## Task details
Each line from the one containing "Target: kitchen counter." through the last line of the records below is to be set down exactly; the rest stays out.

>>

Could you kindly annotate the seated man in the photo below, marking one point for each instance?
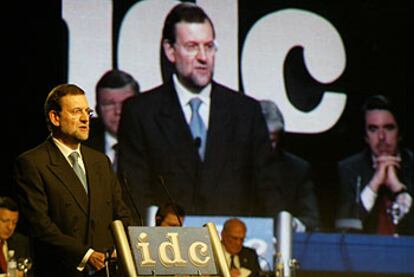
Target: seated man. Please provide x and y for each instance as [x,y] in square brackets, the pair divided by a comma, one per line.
[9,239]
[293,173]
[170,215]
[377,184]
[242,261]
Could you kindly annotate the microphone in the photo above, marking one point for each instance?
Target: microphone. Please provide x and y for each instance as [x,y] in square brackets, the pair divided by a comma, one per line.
[128,192]
[162,182]
[353,224]
[108,260]
[197,142]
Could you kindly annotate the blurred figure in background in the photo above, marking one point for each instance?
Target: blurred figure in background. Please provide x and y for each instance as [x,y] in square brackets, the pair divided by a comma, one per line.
[292,173]
[242,261]
[376,184]
[113,88]
[170,215]
[9,239]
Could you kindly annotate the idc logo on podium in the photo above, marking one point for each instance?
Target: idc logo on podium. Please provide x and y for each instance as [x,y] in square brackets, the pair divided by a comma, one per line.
[154,251]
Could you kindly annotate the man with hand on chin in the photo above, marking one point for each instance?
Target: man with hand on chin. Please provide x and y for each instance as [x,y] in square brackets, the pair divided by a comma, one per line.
[377,184]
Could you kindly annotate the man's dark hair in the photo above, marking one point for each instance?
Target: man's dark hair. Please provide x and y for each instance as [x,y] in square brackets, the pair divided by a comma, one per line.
[184,12]
[116,78]
[8,203]
[168,208]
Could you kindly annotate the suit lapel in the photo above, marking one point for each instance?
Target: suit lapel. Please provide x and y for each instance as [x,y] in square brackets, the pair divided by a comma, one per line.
[219,133]
[173,125]
[64,172]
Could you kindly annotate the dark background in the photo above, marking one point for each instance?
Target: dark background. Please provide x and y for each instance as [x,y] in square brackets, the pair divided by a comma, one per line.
[376,35]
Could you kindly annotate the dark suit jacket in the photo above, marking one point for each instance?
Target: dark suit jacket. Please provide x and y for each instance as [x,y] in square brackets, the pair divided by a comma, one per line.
[21,245]
[155,140]
[64,222]
[294,175]
[360,165]
[96,138]
[248,259]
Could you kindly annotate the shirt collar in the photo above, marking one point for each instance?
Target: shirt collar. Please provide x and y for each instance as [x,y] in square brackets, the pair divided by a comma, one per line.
[185,95]
[66,151]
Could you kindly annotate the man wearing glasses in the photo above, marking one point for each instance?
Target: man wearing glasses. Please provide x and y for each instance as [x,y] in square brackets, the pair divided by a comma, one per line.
[69,194]
[207,142]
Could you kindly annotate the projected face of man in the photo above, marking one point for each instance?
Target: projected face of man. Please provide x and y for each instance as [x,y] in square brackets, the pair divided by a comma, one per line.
[382,132]
[8,222]
[193,54]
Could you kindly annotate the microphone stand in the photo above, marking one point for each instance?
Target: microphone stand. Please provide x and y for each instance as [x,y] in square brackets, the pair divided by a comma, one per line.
[128,192]
[162,181]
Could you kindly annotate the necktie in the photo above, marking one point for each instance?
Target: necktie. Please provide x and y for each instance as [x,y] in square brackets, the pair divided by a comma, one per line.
[115,161]
[385,224]
[232,264]
[3,264]
[197,126]
[73,157]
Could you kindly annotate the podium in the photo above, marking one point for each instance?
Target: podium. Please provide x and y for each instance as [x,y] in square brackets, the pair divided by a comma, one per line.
[169,251]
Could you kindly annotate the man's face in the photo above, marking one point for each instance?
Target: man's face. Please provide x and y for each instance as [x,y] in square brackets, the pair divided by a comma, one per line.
[381,132]
[233,238]
[110,106]
[171,220]
[8,222]
[72,120]
[193,54]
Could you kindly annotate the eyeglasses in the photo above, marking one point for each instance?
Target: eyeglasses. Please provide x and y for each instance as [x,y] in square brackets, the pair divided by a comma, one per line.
[78,112]
[111,105]
[193,49]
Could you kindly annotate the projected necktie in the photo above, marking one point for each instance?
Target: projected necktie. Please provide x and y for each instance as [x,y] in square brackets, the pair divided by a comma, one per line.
[197,126]
[73,157]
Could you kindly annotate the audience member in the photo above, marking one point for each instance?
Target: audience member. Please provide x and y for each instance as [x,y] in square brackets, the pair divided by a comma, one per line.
[213,159]
[9,239]
[242,261]
[111,91]
[376,184]
[68,192]
[170,215]
[293,173]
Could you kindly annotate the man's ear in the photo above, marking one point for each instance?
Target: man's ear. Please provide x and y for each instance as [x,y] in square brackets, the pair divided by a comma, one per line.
[54,118]
[169,51]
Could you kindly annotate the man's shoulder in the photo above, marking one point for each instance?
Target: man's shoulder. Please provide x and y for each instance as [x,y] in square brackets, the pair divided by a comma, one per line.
[36,152]
[354,159]
[295,159]
[226,91]
[248,251]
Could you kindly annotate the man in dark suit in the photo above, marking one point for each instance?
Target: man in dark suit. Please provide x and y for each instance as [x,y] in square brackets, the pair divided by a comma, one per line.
[112,89]
[293,172]
[242,261]
[200,142]
[377,184]
[68,192]
[9,239]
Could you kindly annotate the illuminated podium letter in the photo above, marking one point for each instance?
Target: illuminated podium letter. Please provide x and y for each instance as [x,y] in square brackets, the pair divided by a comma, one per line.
[170,251]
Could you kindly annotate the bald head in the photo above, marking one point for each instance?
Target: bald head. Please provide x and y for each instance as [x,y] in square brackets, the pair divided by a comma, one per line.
[233,235]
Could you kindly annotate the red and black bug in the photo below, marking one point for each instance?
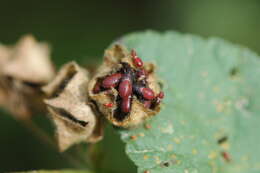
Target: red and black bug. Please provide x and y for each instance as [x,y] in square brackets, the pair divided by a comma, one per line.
[130,83]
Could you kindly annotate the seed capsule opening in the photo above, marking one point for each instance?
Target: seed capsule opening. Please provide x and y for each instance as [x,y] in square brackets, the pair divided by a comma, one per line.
[133,89]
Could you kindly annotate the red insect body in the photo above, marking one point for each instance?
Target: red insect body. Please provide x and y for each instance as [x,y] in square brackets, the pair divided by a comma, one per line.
[141,73]
[226,156]
[161,95]
[147,93]
[126,104]
[109,105]
[96,88]
[125,88]
[136,60]
[147,103]
[112,80]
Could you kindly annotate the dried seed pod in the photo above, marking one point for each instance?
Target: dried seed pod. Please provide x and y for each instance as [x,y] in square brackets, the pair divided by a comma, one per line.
[67,103]
[24,68]
[130,108]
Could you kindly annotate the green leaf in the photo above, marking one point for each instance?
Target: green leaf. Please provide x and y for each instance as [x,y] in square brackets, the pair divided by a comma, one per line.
[212,92]
[57,171]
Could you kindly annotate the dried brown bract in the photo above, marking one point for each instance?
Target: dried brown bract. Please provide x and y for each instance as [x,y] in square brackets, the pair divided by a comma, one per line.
[24,68]
[67,103]
[124,89]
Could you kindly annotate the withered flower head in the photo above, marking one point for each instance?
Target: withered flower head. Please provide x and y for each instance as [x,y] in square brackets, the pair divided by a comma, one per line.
[67,97]
[124,89]
[24,68]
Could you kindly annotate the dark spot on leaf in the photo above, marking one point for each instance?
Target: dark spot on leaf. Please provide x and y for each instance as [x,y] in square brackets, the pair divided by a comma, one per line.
[234,71]
[62,112]
[222,140]
[165,164]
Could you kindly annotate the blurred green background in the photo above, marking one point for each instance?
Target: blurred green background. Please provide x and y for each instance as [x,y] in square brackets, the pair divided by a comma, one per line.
[81,30]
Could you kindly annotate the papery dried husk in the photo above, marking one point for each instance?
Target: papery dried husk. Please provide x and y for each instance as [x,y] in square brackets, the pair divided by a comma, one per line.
[112,62]
[67,103]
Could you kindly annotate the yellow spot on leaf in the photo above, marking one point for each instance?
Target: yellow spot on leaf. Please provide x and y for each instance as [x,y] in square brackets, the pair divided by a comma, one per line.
[170,147]
[194,151]
[146,157]
[142,134]
[177,140]
[173,156]
[212,155]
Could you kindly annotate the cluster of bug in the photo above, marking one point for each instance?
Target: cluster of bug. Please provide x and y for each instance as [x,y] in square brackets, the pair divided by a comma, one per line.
[128,82]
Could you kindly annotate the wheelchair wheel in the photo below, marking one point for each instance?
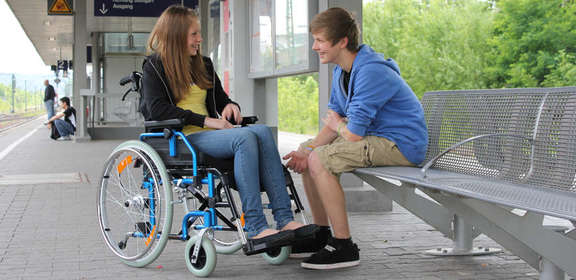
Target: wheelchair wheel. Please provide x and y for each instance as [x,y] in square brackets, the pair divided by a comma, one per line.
[278,255]
[135,203]
[206,261]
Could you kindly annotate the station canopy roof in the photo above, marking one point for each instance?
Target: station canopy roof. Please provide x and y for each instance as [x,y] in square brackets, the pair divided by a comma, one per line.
[53,36]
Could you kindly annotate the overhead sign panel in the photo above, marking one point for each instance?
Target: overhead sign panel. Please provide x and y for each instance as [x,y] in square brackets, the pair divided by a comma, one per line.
[137,8]
[60,7]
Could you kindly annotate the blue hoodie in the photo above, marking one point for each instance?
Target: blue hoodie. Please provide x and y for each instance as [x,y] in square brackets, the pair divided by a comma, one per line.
[382,104]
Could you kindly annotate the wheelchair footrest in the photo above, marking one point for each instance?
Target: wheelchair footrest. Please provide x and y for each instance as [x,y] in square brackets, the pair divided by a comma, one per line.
[261,245]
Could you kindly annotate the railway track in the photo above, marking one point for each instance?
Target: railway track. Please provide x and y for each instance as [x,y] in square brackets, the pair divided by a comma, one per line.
[8,121]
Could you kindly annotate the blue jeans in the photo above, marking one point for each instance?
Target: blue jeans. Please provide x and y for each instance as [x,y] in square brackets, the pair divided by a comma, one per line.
[49,108]
[64,128]
[256,162]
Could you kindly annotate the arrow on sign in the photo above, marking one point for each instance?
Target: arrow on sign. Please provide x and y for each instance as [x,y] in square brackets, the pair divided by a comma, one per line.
[103,10]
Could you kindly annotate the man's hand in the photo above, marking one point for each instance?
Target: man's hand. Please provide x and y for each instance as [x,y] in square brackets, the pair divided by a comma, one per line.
[217,123]
[298,161]
[331,120]
[232,112]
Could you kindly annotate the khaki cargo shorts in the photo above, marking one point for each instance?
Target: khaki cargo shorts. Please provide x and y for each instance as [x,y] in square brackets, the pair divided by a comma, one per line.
[344,156]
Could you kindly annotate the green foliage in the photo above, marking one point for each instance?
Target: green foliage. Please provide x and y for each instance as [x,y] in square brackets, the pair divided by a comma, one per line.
[298,104]
[456,44]
[438,45]
[531,39]
[564,74]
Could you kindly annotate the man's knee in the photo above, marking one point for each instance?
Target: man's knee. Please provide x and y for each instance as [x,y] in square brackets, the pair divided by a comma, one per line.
[315,166]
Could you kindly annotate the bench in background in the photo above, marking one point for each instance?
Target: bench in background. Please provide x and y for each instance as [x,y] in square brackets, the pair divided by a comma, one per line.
[492,153]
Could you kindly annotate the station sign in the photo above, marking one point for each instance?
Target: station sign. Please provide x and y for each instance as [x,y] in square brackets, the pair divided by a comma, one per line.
[60,7]
[137,8]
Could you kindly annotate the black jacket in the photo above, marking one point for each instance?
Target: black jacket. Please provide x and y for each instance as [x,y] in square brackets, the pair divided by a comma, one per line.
[158,100]
[49,93]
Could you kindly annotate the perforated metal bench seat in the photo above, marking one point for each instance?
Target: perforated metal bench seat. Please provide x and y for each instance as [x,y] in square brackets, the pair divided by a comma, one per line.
[540,200]
[489,151]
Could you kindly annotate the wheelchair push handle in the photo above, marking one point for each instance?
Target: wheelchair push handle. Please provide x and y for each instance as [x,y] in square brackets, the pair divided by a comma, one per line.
[134,78]
[125,80]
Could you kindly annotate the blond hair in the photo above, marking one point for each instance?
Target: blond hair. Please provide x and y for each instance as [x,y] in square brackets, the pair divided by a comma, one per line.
[169,39]
[337,23]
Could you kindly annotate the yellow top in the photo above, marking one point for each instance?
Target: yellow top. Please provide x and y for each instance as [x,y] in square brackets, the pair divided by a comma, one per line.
[194,101]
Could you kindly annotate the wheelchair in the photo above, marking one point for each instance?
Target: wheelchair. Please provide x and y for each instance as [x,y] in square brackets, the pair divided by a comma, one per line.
[143,180]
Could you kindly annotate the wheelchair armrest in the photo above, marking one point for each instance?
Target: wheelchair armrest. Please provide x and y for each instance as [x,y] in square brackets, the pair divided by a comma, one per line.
[176,124]
[249,120]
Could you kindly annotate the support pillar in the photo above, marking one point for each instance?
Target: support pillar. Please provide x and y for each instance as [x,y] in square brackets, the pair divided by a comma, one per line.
[80,78]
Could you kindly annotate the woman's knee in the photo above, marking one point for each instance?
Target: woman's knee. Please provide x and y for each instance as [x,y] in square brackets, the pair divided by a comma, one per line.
[246,137]
[263,131]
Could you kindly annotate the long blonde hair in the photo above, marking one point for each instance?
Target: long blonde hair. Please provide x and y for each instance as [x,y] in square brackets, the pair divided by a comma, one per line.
[169,39]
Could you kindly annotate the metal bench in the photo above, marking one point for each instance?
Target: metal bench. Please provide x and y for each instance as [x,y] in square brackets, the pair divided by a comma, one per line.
[492,153]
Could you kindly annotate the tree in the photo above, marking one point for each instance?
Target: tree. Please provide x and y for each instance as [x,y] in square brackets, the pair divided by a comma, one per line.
[532,38]
[298,104]
[438,44]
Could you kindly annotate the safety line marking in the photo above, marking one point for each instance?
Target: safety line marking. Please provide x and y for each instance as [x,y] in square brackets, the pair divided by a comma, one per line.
[11,147]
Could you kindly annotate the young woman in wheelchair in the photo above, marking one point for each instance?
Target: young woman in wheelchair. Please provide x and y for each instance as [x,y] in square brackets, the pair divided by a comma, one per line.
[180,83]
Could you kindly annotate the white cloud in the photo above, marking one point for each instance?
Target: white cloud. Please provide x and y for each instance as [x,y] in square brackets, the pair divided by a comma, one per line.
[17,54]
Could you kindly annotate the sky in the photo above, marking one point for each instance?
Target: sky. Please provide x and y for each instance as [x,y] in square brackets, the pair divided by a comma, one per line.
[17,53]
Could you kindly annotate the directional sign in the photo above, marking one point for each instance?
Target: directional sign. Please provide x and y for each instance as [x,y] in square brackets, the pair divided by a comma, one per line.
[137,8]
[60,7]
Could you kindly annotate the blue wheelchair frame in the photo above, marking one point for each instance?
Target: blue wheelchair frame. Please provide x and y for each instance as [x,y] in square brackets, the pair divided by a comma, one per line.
[208,216]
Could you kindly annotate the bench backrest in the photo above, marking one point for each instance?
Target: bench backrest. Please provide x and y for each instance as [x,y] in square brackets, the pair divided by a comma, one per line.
[542,151]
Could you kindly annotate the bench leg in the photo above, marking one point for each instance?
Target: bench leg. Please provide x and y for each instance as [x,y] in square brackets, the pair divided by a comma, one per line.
[463,239]
[550,271]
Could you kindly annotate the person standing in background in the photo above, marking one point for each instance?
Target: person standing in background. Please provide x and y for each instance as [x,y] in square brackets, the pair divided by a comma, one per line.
[49,95]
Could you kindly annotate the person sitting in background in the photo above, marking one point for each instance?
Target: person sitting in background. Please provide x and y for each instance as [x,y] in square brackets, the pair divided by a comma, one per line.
[67,126]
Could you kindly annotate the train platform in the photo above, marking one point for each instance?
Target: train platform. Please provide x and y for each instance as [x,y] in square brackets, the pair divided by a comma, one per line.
[49,227]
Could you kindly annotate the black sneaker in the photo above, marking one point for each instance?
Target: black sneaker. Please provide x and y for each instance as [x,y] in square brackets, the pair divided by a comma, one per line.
[338,253]
[304,248]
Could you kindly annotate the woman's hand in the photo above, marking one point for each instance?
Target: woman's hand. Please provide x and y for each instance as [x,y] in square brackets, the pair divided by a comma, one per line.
[232,112]
[332,119]
[298,161]
[217,123]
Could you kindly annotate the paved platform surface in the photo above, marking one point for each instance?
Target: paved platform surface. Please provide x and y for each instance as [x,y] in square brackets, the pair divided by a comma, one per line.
[50,230]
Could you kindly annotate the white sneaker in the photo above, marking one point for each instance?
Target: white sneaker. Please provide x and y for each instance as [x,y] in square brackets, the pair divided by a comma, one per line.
[64,138]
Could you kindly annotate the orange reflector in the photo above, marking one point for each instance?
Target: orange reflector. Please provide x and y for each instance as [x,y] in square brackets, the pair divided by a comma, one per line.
[150,236]
[122,165]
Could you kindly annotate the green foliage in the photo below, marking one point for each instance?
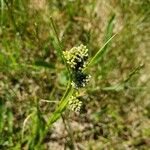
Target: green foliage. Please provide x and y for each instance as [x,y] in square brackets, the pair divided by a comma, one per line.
[35,79]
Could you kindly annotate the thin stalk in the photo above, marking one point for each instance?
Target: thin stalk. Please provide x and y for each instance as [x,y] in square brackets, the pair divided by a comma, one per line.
[60,45]
[59,110]
[69,130]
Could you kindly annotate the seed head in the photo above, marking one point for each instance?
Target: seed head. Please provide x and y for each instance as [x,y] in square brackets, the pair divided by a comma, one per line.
[77,57]
[75,104]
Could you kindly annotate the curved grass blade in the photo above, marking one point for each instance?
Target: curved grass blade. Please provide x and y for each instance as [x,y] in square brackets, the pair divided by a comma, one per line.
[99,54]
[108,37]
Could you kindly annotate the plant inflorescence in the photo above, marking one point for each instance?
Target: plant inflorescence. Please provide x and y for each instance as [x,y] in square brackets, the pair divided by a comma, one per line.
[77,60]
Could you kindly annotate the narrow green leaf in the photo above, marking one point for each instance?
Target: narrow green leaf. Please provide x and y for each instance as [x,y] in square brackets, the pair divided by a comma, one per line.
[108,37]
[99,54]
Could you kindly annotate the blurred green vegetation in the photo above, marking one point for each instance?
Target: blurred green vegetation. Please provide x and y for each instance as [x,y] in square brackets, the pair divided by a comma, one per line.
[116,112]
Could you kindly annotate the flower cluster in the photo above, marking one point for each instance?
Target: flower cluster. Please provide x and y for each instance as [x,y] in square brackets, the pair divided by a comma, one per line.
[76,57]
[75,104]
[77,60]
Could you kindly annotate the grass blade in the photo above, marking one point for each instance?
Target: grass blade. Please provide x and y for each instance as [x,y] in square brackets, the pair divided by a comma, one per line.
[100,53]
[109,30]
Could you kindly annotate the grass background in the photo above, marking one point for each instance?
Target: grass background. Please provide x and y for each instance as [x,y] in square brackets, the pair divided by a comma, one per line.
[116,101]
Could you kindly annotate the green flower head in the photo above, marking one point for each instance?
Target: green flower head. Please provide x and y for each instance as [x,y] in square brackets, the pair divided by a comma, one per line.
[76,57]
[75,104]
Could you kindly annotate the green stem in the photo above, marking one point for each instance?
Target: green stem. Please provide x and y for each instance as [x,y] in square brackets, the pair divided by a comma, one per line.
[59,110]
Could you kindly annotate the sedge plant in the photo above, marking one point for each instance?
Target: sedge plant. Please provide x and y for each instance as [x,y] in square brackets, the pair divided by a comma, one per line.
[77,62]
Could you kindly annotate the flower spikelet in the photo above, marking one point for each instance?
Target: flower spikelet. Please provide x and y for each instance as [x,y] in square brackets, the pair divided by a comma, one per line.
[75,104]
[76,57]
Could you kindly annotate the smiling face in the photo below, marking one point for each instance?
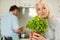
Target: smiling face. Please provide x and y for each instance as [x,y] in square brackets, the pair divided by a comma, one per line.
[42,10]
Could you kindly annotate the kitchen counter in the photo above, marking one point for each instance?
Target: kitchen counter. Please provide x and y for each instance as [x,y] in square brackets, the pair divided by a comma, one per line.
[24,39]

<<

## Written response
Target: kitchen counter. Please provide x and y for each instance as [x,y] in square brackets, the pair divided by a comma, one per line.
[24,39]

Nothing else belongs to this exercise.